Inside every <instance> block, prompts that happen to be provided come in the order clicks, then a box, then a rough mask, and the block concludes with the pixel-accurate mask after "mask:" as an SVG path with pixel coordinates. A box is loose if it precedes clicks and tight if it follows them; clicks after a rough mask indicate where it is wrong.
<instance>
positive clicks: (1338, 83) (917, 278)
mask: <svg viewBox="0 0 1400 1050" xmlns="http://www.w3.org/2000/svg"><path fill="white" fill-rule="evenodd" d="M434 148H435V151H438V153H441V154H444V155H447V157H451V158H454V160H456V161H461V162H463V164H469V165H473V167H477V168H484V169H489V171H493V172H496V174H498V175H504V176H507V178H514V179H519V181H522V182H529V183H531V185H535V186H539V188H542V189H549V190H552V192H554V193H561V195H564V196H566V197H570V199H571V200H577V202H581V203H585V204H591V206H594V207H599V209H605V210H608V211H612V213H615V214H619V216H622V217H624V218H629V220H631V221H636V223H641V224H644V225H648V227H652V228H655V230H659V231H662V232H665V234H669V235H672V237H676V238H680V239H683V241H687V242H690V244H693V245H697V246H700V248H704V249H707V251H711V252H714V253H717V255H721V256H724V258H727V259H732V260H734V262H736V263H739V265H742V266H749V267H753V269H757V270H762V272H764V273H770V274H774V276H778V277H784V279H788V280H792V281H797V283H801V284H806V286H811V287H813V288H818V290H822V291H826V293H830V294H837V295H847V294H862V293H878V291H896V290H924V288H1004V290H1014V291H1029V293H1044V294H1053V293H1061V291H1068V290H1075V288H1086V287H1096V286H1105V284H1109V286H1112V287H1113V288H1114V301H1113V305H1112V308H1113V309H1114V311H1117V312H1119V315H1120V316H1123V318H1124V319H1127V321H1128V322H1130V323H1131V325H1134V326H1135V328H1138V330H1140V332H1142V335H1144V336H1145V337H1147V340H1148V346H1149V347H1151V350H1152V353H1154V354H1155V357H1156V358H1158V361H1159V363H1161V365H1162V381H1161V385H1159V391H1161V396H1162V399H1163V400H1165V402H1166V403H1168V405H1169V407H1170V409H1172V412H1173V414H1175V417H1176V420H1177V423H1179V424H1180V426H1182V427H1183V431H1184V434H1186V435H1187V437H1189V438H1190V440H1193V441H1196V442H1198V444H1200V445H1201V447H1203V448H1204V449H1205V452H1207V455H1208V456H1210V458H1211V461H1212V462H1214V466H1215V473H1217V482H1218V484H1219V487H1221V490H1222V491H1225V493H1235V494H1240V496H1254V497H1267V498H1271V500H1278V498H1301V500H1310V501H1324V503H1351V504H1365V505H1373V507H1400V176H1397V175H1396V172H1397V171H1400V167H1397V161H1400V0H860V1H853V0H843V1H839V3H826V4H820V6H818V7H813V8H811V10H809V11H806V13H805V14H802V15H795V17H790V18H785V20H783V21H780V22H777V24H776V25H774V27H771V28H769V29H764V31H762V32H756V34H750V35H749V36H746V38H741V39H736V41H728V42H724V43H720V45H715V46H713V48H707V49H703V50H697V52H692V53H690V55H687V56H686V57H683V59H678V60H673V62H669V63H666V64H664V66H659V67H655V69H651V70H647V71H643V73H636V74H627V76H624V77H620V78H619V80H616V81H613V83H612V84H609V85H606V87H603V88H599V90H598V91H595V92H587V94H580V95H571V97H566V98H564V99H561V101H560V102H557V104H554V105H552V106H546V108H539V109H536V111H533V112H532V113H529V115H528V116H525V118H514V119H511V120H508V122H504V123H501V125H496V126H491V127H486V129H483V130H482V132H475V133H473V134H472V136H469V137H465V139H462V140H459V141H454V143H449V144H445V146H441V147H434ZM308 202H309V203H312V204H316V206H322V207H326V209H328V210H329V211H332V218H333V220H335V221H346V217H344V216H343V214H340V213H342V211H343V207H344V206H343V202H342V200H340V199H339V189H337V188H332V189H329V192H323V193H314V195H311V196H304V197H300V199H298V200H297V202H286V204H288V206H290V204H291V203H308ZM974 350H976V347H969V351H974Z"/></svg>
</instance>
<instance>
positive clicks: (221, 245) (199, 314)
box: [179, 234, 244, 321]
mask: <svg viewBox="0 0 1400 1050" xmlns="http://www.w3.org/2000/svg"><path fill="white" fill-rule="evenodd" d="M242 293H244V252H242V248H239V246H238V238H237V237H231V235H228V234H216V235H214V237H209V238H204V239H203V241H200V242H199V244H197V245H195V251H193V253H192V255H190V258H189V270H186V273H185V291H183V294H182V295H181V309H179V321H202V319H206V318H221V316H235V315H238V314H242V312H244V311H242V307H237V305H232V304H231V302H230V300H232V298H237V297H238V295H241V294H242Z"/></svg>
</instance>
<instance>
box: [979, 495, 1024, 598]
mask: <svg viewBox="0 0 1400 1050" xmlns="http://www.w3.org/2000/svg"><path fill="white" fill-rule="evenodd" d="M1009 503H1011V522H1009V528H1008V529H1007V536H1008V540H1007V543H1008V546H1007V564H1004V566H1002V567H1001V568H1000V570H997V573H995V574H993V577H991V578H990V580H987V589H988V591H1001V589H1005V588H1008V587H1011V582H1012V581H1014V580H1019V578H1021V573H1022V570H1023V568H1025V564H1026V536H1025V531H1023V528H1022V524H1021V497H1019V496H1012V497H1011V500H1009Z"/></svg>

**EXERCISE DESCRIPTION**: Set down each record verbatim.

**WRITTEN REPLY**:
Inside every <instance> block, prompts that happen to be provided come in the order clicks, then a box, then a rough mask, and the block concludes with the pixel-accurate mask after "mask:" as an SVG path with pixel coordinates. A box is loose if it precedes clicks and tight if it follows them; clicks after a rough mask indicate where it is wrong.
<instance>
positive clicks: (1338, 83) (917, 278)
mask: <svg viewBox="0 0 1400 1050" xmlns="http://www.w3.org/2000/svg"><path fill="white" fill-rule="evenodd" d="M434 148H435V151H438V153H441V154H444V155H447V157H451V158H454V160H456V161H461V162H463V164H469V165H473V167H477V168H484V169H489V171H493V172H496V174H498V175H504V176H507V178H514V179H519V181H522V182H529V183H531V185H535V186H539V188H542V189H549V190H552V192H554V193H561V195H564V196H566V197H570V199H571V200H577V202H581V203H585V204H591V206H594V207H599V209H605V210H608V211H612V213H615V214H619V216H622V217H624V218H629V220H631V221H636V223H641V224H644V225H648V227H652V228H655V230H659V231H662V232H665V234H669V235H672V237H676V238H680V239H683V241H687V242H690V244H693V245H697V246H700V248H704V249H707V251H711V252H714V253H717V255H721V256H724V258H727V259H732V260H734V262H736V263H739V265H742V266H749V267H753V269H757V270H762V272H764V273H770V274H774V276H778V277H784V279H788V280H792V281H797V283H801V284H806V286H811V287H813V288H818V290H822V291H826V293H830V294H837V295H847V294H862V293H878V291H896V290H924V288H1004V290H1014V291H1029V293H1044V294H1053V293H1061V291H1068V290H1075V288H1086V287H1096V286H1105V284H1109V286H1112V287H1113V288H1114V301H1113V305H1112V308H1113V309H1114V311H1117V312H1119V315H1120V316H1123V318H1124V319H1127V321H1128V322H1130V323H1131V325H1134V326H1135V328H1138V330H1140V332H1142V335H1144V336H1145V337H1147V340H1148V346H1149V347H1151V350H1152V353H1154V354H1155V357H1156V358H1158V361H1159V363H1161V365H1162V381H1161V385H1159V391H1161V396H1162V399H1163V400H1165V402H1166V403H1168V405H1169V407H1170V409H1172V412H1173V414H1175V417H1176V420H1177V423H1179V424H1180V426H1182V427H1183V431H1184V434H1186V435H1187V437H1189V438H1190V440H1193V441H1196V442H1198V444H1200V445H1201V447H1203V448H1204V449H1205V452H1207V455H1208V456H1210V458H1211V461H1212V462H1214V466H1215V473H1217V482H1218V484H1219V487H1221V490H1222V491H1225V493H1235V494H1240V496H1254V497H1267V498H1271V500H1278V498H1301V500H1310V501H1324V503H1351V504H1365V505H1373V507H1400V176H1397V175H1396V172H1397V171H1400V167H1397V161H1400V0H860V1H853V0H843V1H839V3H826V4H820V6H818V7H813V8H811V10H809V11H806V13H805V14H802V15H795V17H790V18H785V20H783V21H780V22H777V24H776V25H774V27H771V28H769V29H764V31H762V32H756V34H750V35H749V36H746V38H741V39H736V41H728V42H724V43H720V45H715V46H713V48H707V49H703V50H697V52H692V53H690V55H687V56H686V57H683V59H678V60H673V62H669V63H666V64H664V66H659V67H655V69H651V70H647V71H643V73H636V74H627V76H624V77H620V78H619V80H616V81H613V83H612V84H609V85H606V87H603V88H599V90H598V91H595V92H587V94H580V95H571V97H566V98H564V99H561V101H560V102H557V104H554V105H552V106H546V108H539V109H536V111H533V112H532V113H529V115H528V116H525V118H514V119H511V120H508V122H504V123H501V125H496V126H491V127H486V129H483V130H482V132H475V133H473V134H472V136H469V137H465V139H462V140H459V141H454V143H449V144H445V146H441V147H434ZM308 202H309V203H312V204H316V206H322V207H326V209H328V210H329V211H332V218H333V220H335V221H346V217H344V216H343V214H340V213H342V211H343V207H344V206H343V202H342V200H340V199H339V189H337V188H332V189H329V192H323V193H314V195H311V196H304V197H300V199H298V200H297V202H286V204H288V206H290V204H291V203H308ZM974 350H976V347H969V351H974Z"/></svg>
</instance>
<instance>
positive clicks: (221, 245) (199, 314)
box: [179, 234, 244, 321]
mask: <svg viewBox="0 0 1400 1050" xmlns="http://www.w3.org/2000/svg"><path fill="white" fill-rule="evenodd" d="M242 293H244V252H242V248H239V246H238V238H237V237H231V235H228V234H216V235H214V237H209V238H204V239H203V241H200V242H199V244H197V245H195V251H193V253H192V255H190V258H189V270H186V273H185V291H183V294H182V295H181V309H179V321H202V319H206V318H221V316H235V315H238V314H242V312H244V311H242V307H237V305H232V304H231V302H230V300H232V298H237V297H238V295H241V294H242Z"/></svg>
</instance>
<instance>
box: [979, 495, 1024, 598]
mask: <svg viewBox="0 0 1400 1050" xmlns="http://www.w3.org/2000/svg"><path fill="white" fill-rule="evenodd" d="M1009 503H1011V522H1009V528H1008V529H1007V536H1008V540H1007V543H1008V546H1007V564H1004V566H1002V567H1001V568H1000V570H997V573H995V574H993V577H991V578H990V580H987V589H988V591H1001V589H1005V588H1008V587H1011V582H1012V581H1014V580H1019V578H1021V573H1022V570H1023V568H1025V564H1026V536H1025V531H1023V528H1022V524H1021V497H1019V496H1012V497H1011V500H1009Z"/></svg>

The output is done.